_Text shown_:

Along the way, their individual personalities are exposed (for better and for worse) and they experience real unsheltered freedom for the first time (with its pluses and minuses).  It’s a little movie with some poignant moments among the laughs.

The film, titled Hasta La Vista in Europe, is mostly in Flemish, with some French and English.

Cinequest – Children of the Green Dragon: competing for a warehouse and the pizza girl

CHILDREN OF THE GREEN DRAGON

In Children of the Green Dragon, a hangdog Hungarian real estate agent must avoid getting fired by selling a rundown warehouse that is currently rented to a shady Chinese import company.  The Chinese watchman is tasked, for his part, to prevent the sale of the warehouse – or face an additional year of involuntary servitude.  Surprisingly, they bond.

This movie is about the  culture clash between the two guys.  Their relationship blossoms despite that and despite their competing job interests.  Then both become fascinated by an edgy pizza delivery woman.  It’s a funny and sweet little film.

The film is titled A Zold Sarkany Gyermekei in Hungarian.

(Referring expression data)
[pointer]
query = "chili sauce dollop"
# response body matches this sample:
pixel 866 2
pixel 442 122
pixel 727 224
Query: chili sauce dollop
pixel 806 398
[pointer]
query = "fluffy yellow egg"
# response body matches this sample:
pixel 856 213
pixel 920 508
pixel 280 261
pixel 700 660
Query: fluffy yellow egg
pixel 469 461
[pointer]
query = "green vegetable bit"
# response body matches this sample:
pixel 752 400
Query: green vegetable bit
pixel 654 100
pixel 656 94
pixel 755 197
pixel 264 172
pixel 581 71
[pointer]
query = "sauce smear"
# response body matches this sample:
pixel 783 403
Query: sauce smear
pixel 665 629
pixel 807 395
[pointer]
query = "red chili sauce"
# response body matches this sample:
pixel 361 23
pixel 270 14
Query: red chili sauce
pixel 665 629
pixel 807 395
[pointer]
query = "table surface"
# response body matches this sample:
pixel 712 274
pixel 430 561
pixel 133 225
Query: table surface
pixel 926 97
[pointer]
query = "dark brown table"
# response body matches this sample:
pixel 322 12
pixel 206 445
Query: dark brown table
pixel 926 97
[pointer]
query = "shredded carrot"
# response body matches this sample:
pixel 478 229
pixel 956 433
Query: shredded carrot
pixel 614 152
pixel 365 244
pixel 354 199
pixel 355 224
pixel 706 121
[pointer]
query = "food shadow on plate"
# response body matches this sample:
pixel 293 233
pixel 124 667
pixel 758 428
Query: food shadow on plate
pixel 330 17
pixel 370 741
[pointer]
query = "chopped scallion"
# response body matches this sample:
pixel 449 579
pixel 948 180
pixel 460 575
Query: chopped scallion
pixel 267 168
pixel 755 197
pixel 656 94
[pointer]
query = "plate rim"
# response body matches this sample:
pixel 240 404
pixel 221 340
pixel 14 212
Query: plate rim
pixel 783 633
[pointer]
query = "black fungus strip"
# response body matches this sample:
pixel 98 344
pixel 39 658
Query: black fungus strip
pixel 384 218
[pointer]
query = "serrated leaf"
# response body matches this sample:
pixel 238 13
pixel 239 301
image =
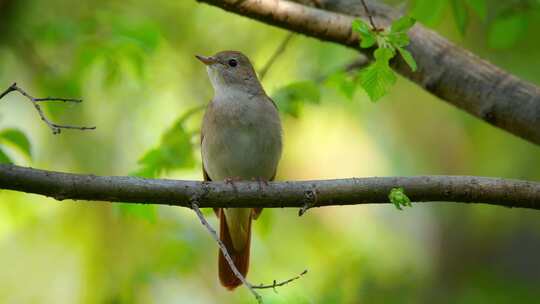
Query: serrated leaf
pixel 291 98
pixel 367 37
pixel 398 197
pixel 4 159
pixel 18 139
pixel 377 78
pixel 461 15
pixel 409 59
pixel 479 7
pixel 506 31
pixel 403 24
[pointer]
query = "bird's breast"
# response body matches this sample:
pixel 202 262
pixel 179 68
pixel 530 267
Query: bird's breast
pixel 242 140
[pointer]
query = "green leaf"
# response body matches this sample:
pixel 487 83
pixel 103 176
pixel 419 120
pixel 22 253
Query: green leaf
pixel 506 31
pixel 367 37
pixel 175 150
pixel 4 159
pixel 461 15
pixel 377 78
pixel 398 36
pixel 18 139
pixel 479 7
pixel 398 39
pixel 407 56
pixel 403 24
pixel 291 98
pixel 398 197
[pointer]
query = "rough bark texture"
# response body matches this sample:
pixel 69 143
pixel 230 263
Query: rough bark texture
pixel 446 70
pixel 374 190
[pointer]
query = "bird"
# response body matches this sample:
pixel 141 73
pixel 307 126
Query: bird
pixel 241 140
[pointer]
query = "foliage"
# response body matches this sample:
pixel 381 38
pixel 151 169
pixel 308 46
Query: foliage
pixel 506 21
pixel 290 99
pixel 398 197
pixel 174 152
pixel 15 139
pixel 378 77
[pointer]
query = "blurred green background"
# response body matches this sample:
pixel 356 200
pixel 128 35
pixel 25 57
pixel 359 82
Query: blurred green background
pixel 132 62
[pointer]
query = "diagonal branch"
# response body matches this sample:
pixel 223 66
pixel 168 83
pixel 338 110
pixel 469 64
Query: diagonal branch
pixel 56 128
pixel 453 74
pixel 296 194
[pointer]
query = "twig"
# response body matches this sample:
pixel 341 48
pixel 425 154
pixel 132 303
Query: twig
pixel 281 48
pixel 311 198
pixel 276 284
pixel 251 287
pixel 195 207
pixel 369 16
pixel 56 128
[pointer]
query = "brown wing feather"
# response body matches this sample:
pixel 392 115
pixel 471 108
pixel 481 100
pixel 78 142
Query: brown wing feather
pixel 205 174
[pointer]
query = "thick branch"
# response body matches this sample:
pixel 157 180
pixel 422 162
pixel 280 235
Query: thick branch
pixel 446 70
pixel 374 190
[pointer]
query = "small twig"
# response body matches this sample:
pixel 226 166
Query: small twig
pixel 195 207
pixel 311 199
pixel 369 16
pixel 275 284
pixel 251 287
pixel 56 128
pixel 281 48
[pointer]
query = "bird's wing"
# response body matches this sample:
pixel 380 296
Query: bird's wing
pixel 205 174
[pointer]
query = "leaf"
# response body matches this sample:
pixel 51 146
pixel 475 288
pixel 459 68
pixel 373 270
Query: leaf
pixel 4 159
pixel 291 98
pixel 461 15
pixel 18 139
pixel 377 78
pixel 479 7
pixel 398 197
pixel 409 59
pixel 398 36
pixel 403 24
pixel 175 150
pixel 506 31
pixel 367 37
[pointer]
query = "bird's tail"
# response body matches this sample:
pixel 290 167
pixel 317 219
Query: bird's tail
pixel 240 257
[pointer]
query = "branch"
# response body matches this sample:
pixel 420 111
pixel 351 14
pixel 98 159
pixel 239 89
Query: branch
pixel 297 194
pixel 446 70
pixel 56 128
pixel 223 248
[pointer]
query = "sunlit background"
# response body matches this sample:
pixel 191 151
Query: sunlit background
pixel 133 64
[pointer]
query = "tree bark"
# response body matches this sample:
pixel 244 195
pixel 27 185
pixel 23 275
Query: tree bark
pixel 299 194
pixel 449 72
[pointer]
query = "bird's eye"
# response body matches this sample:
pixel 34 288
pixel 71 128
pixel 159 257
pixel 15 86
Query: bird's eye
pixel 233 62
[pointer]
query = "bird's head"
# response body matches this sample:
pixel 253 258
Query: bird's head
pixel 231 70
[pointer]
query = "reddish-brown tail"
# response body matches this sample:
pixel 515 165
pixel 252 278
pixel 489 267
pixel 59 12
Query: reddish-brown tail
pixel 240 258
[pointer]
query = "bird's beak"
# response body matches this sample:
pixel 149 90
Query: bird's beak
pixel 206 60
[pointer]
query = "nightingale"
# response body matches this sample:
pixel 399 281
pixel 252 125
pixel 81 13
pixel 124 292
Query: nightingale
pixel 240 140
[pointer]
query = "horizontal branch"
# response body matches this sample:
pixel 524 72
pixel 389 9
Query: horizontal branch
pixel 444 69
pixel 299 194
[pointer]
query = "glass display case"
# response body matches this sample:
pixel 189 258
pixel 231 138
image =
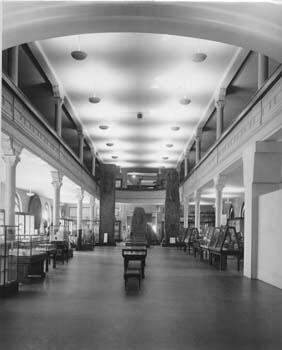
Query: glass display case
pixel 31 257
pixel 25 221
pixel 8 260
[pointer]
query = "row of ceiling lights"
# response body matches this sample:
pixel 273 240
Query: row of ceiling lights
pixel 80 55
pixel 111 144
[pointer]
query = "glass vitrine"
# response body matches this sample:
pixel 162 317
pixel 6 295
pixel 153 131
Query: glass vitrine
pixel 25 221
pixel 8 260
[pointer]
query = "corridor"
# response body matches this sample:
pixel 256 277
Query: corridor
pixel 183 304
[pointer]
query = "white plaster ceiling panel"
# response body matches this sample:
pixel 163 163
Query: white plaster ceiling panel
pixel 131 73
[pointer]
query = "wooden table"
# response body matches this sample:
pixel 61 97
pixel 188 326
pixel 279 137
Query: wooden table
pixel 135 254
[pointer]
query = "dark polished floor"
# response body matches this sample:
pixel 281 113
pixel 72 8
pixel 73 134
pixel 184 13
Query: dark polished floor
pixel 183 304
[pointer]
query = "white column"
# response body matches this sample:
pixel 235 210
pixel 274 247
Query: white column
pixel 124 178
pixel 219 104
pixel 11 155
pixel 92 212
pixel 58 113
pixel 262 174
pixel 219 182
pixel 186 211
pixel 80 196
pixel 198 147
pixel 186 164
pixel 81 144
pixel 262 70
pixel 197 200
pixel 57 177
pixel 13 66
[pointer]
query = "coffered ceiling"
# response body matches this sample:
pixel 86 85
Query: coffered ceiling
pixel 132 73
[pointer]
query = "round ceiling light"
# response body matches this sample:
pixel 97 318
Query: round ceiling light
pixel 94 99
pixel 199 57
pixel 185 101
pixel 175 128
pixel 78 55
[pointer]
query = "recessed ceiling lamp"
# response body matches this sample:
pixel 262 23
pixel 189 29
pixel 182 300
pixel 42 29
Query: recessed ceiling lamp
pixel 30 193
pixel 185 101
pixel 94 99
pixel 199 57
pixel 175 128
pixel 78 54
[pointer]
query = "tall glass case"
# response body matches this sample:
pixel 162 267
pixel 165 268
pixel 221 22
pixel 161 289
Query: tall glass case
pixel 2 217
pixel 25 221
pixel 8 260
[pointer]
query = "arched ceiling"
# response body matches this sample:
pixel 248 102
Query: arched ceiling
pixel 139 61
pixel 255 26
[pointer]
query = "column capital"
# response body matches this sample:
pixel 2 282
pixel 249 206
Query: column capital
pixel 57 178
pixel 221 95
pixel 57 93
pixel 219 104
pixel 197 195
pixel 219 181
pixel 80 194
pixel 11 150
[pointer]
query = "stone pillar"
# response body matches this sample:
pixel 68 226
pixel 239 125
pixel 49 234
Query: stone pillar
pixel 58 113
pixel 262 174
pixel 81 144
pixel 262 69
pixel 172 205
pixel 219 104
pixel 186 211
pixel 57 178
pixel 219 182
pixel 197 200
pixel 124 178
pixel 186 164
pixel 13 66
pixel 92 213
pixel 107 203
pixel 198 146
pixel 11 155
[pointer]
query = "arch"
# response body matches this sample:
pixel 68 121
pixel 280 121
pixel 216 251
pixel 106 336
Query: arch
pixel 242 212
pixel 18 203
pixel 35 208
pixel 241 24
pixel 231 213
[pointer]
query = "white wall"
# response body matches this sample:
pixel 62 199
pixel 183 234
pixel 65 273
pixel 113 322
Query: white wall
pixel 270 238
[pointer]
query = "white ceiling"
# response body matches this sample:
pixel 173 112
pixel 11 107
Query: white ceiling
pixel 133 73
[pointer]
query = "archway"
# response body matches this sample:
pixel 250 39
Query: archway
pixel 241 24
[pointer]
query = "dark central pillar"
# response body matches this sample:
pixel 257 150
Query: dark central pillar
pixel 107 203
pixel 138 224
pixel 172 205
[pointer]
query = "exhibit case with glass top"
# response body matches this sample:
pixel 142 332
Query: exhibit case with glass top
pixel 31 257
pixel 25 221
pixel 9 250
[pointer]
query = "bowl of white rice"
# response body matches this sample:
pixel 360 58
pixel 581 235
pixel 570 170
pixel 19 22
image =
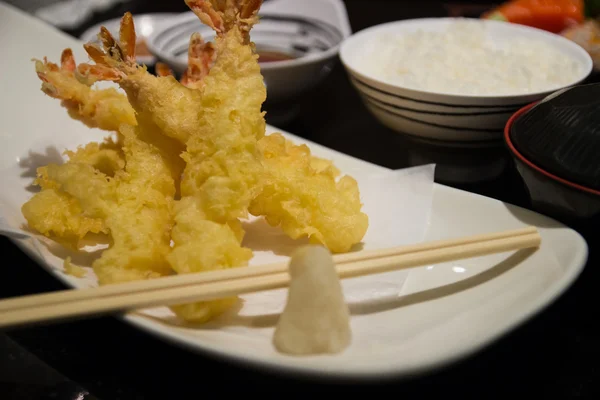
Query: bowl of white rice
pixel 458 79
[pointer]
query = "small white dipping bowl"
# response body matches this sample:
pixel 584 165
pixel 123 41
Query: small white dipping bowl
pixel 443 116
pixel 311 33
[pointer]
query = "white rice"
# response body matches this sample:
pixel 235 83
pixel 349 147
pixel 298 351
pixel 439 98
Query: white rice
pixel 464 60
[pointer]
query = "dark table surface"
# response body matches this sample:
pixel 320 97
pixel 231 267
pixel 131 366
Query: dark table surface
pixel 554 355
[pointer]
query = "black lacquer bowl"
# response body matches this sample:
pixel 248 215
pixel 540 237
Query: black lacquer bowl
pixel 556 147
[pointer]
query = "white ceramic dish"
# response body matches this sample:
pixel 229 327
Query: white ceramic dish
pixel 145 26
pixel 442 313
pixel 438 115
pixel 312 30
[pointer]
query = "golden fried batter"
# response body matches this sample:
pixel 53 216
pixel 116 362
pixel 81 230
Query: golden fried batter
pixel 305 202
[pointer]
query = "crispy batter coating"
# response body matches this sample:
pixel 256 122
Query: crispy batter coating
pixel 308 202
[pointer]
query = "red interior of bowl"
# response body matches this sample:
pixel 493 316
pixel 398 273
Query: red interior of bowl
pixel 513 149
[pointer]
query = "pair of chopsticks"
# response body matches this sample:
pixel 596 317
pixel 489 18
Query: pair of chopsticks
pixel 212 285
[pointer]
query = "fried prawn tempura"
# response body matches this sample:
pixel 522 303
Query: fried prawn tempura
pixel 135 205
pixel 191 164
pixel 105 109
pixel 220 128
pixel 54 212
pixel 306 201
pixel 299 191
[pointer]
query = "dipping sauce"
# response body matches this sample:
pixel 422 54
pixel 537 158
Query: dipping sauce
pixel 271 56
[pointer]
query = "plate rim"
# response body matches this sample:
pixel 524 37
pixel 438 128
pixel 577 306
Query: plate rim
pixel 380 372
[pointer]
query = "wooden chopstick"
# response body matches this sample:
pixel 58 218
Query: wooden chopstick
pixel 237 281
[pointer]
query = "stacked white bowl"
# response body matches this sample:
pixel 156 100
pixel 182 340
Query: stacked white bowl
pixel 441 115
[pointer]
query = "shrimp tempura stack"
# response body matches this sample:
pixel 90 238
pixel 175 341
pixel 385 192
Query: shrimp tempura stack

_Your tasks_:
(A) List every language that the film reviews name as a language a film is in or is titled in.
(B) Continue the film reviews from the point where they stop.

_Per-task answers_:
(A) Flemish, French, English, Hungarian

(B)
Cinequest – King Curling: surprising hilarity from the Norse ice

This Norwegian comedy, set in a sport that even the Norwegians find to be odd and boring, is HILARIOUS.  The star of a curling team suffers a psychotic breakdown and, after years of treatment, is released from an asylum heavily medicated.  To win money for a friend’s lifesaving operation, the curling team must win a tournament and the star needs to go off his meds to regain his game skills.

It’s a broad comedy, but the key is that the actors aren’t trying to be funny, a la Jack Black or Will Ferrell.  Instead, they play it absolutely straight, relying on the characters, situations and dialogue to generate the laughs.  And laughs, they are aplenty.

The curling star tries to maintain despite his recurring hallucinations of floating pink lint.  One of the Norwegian curlers, a womanizer with unusually low standards,  keeps lapsing into American gangsta street talk.  Another has a long-lost father who turns up as, of course, a Rod Stewart impersonator who doesn’t sound remotely like Rod Stewart.  And then there’s the kissing dog.  You gotta see this movie – it’s a top drawer broad comedy.

It’s playing again at Cinequest tonight (March 2) and tomorrow (March 3).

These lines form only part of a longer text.